** Exercise brief **
Rescale the data below: copy every line except the pictures, multiplying each coordinate in the answers by 2.5 and rounding to whole numbers, with halves rounded up. Leave all other numbers, including the format samples, unchanged.

** Data section **
* * *

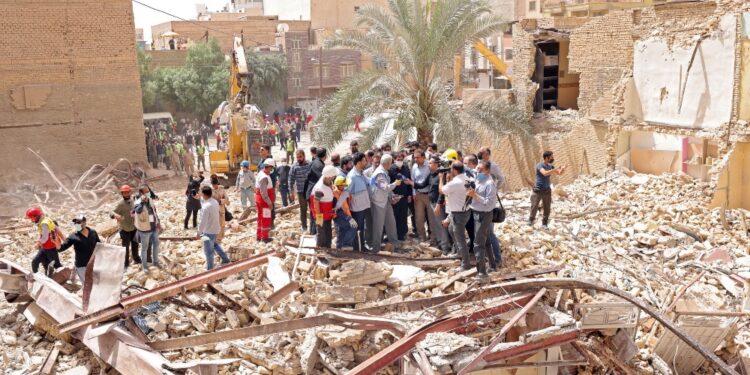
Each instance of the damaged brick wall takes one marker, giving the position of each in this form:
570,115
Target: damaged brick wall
602,52
70,86
523,65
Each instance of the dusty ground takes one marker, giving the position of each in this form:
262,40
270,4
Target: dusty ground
631,244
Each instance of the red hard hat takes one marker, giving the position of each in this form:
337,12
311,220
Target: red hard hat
34,213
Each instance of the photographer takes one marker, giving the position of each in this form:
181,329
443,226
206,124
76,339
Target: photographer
457,209
421,173
121,213
542,191
209,228
193,203
483,199
435,210
402,194
381,189
148,225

* * *

** Result below **
Each instance of the damaged brick wall takes one marker, giving the position of each in this form:
570,115
Target: damaged brick wall
1505,130
175,215
1308,163
Each instance of the dusty ground takes one marker, giving the position of each in this form:
262,40
270,4
Target: dusty ground
1578,610
Each instance of the red hard hat takes one marker, giving the position of each in this form:
337,12
311,220
Target: red hard hat
85,533
Each instance of the photographer takes one marker, giving the position of each in this form:
181,329
443,226
206,124
76,339
Target: photographer
1143,523
1053,433
303,533
1355,478
523,570
483,508
1208,498
1088,525
1005,485
953,473
370,563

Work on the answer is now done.